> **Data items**
*****
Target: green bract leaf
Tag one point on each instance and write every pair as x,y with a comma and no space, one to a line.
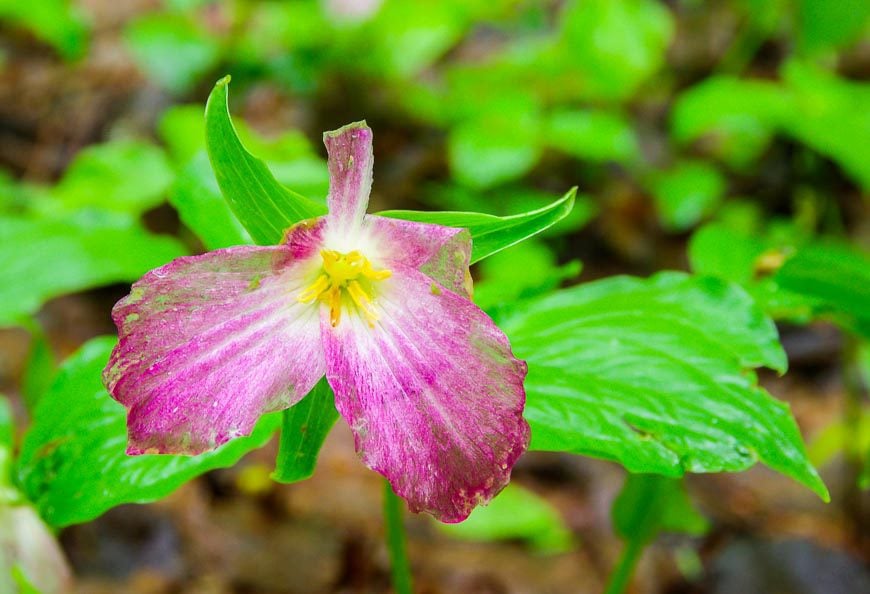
489,233
41,366
515,514
656,375
172,49
836,277
831,115
263,206
303,430
200,205
500,285
45,258
650,503
124,176
72,463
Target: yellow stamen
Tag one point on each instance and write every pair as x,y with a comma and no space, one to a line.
351,271
316,288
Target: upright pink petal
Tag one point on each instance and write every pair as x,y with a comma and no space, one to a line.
209,343
432,393
350,175
440,252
*****
> **Task brief**
Each line above should be printed again exactly, though the pictures should not be.

> **Your solution**
Target: green bract leaf
Tag one point on each instance and write every pair as x,y with a comma and no space, one to a line.
489,233
41,366
515,514
656,375
172,49
836,277
831,115
263,206
303,430
200,205
500,285
45,258
650,503
124,176
72,463
Target: yellow stamen
Tag one point on each instance and write every pair as x,y with a comma and no space, one to a line.
351,271
316,288
Target: upright pink petal
Tag one point on each instance and write every pair as x,y with a comma and no space, one to a line.
209,343
432,393
350,175
440,252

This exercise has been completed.